• Written instruction:
Copy the data that follows, character for character, minus the pictures.
------------------------------
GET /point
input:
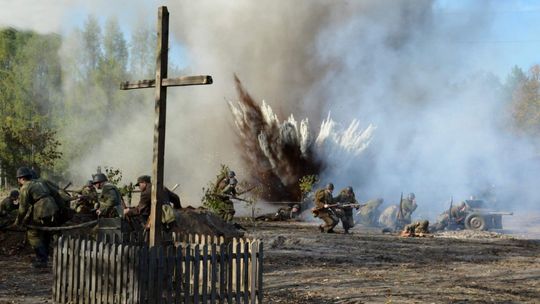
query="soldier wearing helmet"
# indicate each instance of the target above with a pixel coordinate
(324, 208)
(408, 205)
(110, 199)
(87, 198)
(453, 219)
(10, 203)
(38, 208)
(170, 201)
(229, 191)
(346, 197)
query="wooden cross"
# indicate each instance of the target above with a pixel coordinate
(161, 82)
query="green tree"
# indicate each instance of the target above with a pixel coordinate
(29, 88)
(526, 102)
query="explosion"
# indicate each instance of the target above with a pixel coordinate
(278, 153)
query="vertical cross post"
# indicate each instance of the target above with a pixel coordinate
(159, 125)
(161, 82)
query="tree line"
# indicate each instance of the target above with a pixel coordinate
(58, 94)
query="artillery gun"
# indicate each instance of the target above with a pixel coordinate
(481, 217)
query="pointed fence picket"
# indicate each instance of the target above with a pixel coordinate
(188, 268)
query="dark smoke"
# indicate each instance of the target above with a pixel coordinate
(278, 154)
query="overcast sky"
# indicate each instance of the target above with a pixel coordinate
(515, 37)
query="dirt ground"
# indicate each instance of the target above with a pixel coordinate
(303, 265)
(306, 266)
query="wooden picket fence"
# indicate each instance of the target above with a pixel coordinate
(189, 269)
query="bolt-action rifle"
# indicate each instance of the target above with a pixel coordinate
(316, 210)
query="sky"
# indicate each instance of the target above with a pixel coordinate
(514, 39)
(408, 67)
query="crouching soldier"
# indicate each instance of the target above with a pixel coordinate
(8, 208)
(141, 213)
(36, 208)
(345, 200)
(87, 199)
(110, 199)
(418, 228)
(323, 209)
(453, 219)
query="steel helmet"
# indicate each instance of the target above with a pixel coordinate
(98, 178)
(24, 172)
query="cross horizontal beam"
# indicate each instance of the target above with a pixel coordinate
(167, 82)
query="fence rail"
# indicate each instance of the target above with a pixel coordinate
(190, 269)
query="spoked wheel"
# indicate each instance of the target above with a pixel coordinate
(475, 222)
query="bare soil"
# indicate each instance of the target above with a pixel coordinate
(306, 266)
(303, 265)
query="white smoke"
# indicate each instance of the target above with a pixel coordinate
(407, 67)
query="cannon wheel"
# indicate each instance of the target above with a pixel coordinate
(497, 221)
(475, 221)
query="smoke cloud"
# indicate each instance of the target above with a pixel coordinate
(406, 67)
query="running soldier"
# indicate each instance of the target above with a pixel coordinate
(323, 209)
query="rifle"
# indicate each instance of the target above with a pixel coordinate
(246, 191)
(67, 186)
(353, 205)
(400, 211)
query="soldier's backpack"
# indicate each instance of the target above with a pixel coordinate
(61, 199)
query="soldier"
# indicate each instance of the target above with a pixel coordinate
(283, 214)
(8, 208)
(397, 217)
(228, 191)
(143, 208)
(110, 199)
(369, 212)
(418, 228)
(87, 198)
(346, 197)
(37, 208)
(323, 210)
(170, 201)
(452, 219)
(9, 203)
(408, 206)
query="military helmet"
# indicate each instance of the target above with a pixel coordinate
(143, 179)
(98, 178)
(35, 174)
(14, 193)
(24, 172)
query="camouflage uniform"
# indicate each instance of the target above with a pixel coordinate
(456, 221)
(110, 201)
(322, 197)
(37, 208)
(88, 199)
(227, 211)
(369, 212)
(8, 209)
(346, 196)
(390, 218)
(7, 206)
(283, 214)
(141, 213)
(415, 228)
(408, 206)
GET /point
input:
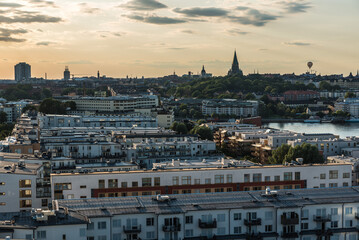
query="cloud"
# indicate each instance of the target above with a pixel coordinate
(85, 8)
(202, 12)
(143, 5)
(10, 5)
(6, 35)
(299, 44)
(236, 31)
(251, 16)
(29, 17)
(156, 19)
(45, 43)
(295, 6)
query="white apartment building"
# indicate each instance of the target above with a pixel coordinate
(22, 186)
(230, 107)
(195, 178)
(116, 103)
(306, 214)
(59, 121)
(329, 147)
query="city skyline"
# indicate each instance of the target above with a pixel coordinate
(154, 38)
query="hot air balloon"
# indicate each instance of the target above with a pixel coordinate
(310, 65)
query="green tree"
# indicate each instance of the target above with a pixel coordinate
(3, 117)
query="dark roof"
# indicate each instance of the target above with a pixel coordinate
(210, 201)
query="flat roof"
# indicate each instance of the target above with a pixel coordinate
(105, 207)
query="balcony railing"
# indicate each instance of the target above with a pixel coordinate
(289, 221)
(209, 224)
(319, 218)
(172, 228)
(133, 229)
(289, 235)
(252, 222)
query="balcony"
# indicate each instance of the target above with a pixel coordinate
(209, 224)
(318, 218)
(289, 221)
(289, 235)
(172, 228)
(133, 229)
(253, 222)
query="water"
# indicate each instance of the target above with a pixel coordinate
(343, 130)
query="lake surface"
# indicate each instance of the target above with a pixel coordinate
(343, 130)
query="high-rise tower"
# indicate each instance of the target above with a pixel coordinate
(22, 72)
(235, 67)
(67, 74)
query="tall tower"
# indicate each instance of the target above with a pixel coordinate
(235, 67)
(67, 74)
(22, 72)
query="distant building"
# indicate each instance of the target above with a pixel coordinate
(22, 72)
(67, 74)
(235, 67)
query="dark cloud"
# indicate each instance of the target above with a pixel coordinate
(143, 5)
(300, 44)
(295, 6)
(156, 19)
(6, 35)
(236, 31)
(11, 5)
(202, 12)
(251, 16)
(45, 43)
(29, 17)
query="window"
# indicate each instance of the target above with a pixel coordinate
(288, 176)
(186, 180)
(268, 215)
(101, 225)
(221, 231)
(189, 233)
(237, 216)
(257, 177)
(268, 228)
(334, 224)
(219, 179)
(334, 211)
(221, 217)
(146, 182)
(229, 178)
(116, 223)
(237, 230)
(157, 181)
(333, 174)
(116, 236)
(101, 183)
(112, 183)
(304, 226)
(41, 234)
(150, 235)
(82, 232)
(346, 175)
(150, 221)
(189, 219)
(305, 214)
(348, 210)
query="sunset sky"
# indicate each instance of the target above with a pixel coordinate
(154, 38)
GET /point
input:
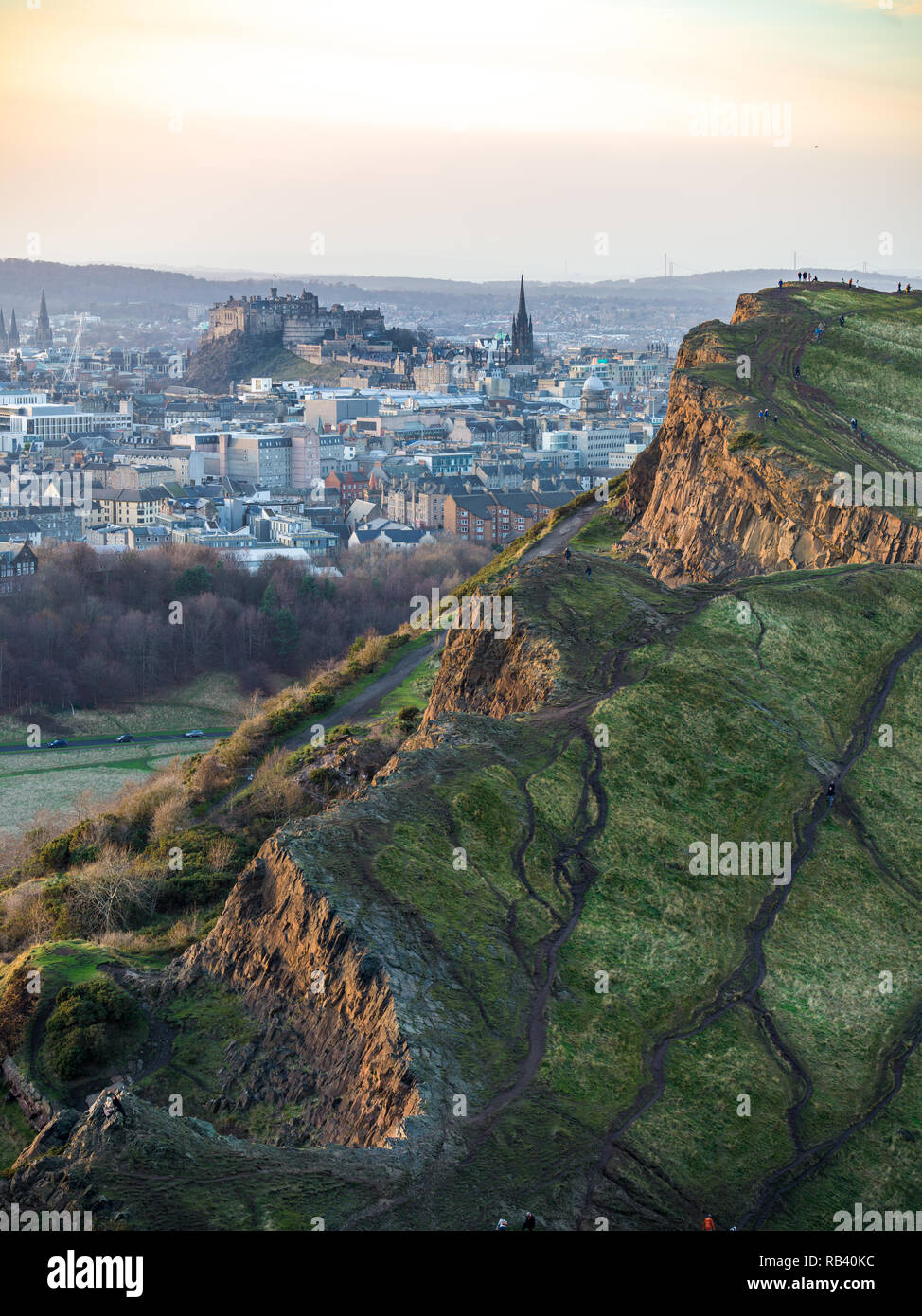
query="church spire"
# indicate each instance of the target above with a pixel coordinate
------------------------------
• Result for this task:
GET /point
input:
query="soldier wearing helmet"
# indicate each instance of the target above with a pixel coordinate
(324, 208)
(408, 205)
(110, 199)
(87, 198)
(453, 219)
(10, 203)
(38, 208)
(170, 201)
(229, 191)
(346, 197)
query="wooden cross"
# indicate each instance of the target above with a pixel coordinate
(161, 82)
query="green tree"
# indicate each instance of the target above with a pixel coordinate
(29, 88)
(526, 102)
query="explosion"
# indicate each instance of the target above with a pixel coordinate
(278, 153)
query="vertical cross post"
# indicate each instance of the target above with a pixel coordinate
(159, 125)
(161, 82)
query="tree line"
# indicate each instance of the target above with a pixel coordinate
(58, 94)
query="artillery gun"
# indicate each instance of the target above with a pixel coordinate
(481, 217)
query="pointed fence picket"
# indicate each instance of the target above with a pixel coordinate
(188, 268)
query="dark smoke"
# indicate each instance of the target above with a pixel coordinate
(278, 154)
query="overcast sky"
# indicate each instance of the target above with a pixel coordinate
(515, 37)
query="dirt ground"
# indicate each instance of the target above with a pixel coordinate
(303, 265)
(306, 266)
query="wooden picket fence"
# indicate each instance of the target above with a pixel coordinate
(189, 269)
query="bolt-action rifle"
# indicate each instance of the target above with a pixel coordinate
(316, 210)
query="sky"
# indicate each instance of the target above with a pixel coordinate
(514, 39)
(408, 67)
query="crouching soldier"
# indicate each instance of the target above with a pixel coordinate
(8, 208)
(141, 213)
(36, 208)
(345, 200)
(87, 199)
(110, 199)
(418, 228)
(323, 209)
(453, 219)
query="steel helmet"
# indicate each instance of the target above with a pixel coordinate
(98, 178)
(24, 172)
query="cross horizontal beam"
# indicate each instance of the target above with a pixel coordinate
(167, 82)
query="fence rail"
# indicate each instance of the target above with a pixel coordinate
(190, 269)
query="spoked wheel"
# indicate each instance of the target above with a pixel coordinate
(475, 222)
query="bare soil"
# indicate each instance of the target above with a pixel coordinate
(306, 266)
(303, 265)
query="white smoke"
# indicate each instance of the target above with a pixel coordinate
(407, 67)
query="cannon wheel"
# indicate each instance of the target above with a pixel coordinate
(497, 221)
(475, 221)
query="smoke cloud"
# indicate each instance of the target above with a pixel coordinate
(406, 67)
query="running soldier"
# indicate each instance of the target above with a pixel coordinate
(323, 209)
query="rifle"
# indicate each instance of the target above with a pixel coordinate
(246, 191)
(67, 186)
(353, 205)
(400, 211)
query="soldier's backpack"
# indicate each instance of the target above with a pixel coordinate
(61, 199)
query="soldier"
# indicate each instance of the target above with a pixel coordinate
(283, 214)
(8, 208)
(397, 217)
(228, 191)
(143, 208)
(110, 199)
(369, 212)
(418, 228)
(87, 198)
(346, 197)
(37, 208)
(323, 210)
(170, 201)
(452, 219)
(9, 203)
(408, 206)
query="military helmet"
# indicate each instance of the target above with a pixel coordinate
(143, 179)
(98, 178)
(35, 174)
(14, 193)
(24, 172)
query="camouflage uniform"
# indicate each instance of the target above with a pixel coordinate
(456, 221)
(110, 201)
(322, 197)
(37, 208)
(88, 199)
(227, 211)
(369, 212)
(8, 209)
(346, 196)
(390, 218)
(7, 206)
(283, 214)
(141, 213)
(415, 228)
(408, 206)
GET /point
input:
query="cloud"
# indicate each instance of the target above with a pixel coordinate
(85, 8)
(202, 12)
(143, 5)
(10, 5)
(6, 35)
(299, 44)
(236, 31)
(251, 16)
(29, 17)
(156, 19)
(45, 43)
(295, 6)
query="white apartment building"
# indicate each instance of the target above with a pixel coordinate
(22, 186)
(230, 107)
(195, 178)
(116, 103)
(306, 214)
(59, 121)
(329, 147)
query="city skyline"
# indicate each instance of the target above with a pixel coordinate
(154, 38)
query="hot air balloon"
# indicate each instance of the target above with a pixel coordinate
(310, 65)
query="green tree"
# indicate each instance of the target above with a pixel coordinate
(3, 117)
query="dark roof"
# indicate each instance of the target above with a pixel coordinate
(210, 201)
query="flat roof"
# indicate each instance of the target above with a pixel coordinate
(105, 207)
query="balcony railing"
# indicate each instance of the target above with a pixel coordinate
(289, 221)
(209, 224)
(319, 218)
(172, 228)
(133, 229)
(289, 235)
(252, 222)
query="balcony"
# indicate each instance of the target above with a pixel coordinate
(209, 224)
(318, 218)
(289, 221)
(289, 235)
(172, 228)
(133, 229)
(253, 222)
query="water"
# indicate each instance of the target above with a pixel coordinate
(343, 130)
query="lake surface"
# indicate each instance of the target above with a pixel coordinate
(343, 130)
query="high-rise tower"
# indicate each instance of the target above with a pixel coordinate
(22, 72)
(235, 67)
(67, 74)
query="tall tower"
# indicate each instance of the target above with a pixel coordinate
(235, 67)
(67, 74)
(22, 72)
query="distant building"
# indicate each instance of the target above with a pixel coordinate
(22, 72)
(67, 74)
(235, 67)
query="dark cloud"
# indicate each instance of the target above with a pixel coordinate
(143, 5)
(300, 44)
(295, 6)
(156, 19)
(6, 35)
(236, 31)
(11, 5)
(202, 12)
(251, 16)
(45, 43)
(29, 17)
query="window"
# indicate each instance of the target above with a pixel coordinate
(288, 176)
(186, 180)
(268, 215)
(101, 225)
(221, 231)
(189, 233)
(237, 216)
(257, 177)
(268, 228)
(334, 224)
(219, 179)
(334, 211)
(221, 217)
(146, 182)
(229, 178)
(116, 223)
(237, 230)
(157, 181)
(333, 174)
(116, 236)
(101, 183)
(112, 183)
(304, 226)
(41, 234)
(150, 235)
(82, 232)
(346, 175)
(150, 221)
(189, 219)
(305, 214)
(348, 210)
query="sunset sky"
# indicate each instance of the target above with a pixel coordinate
(154, 38)
GET /point
input:
query="church spire"
# indicate each instance of the target above with a pixel coordinate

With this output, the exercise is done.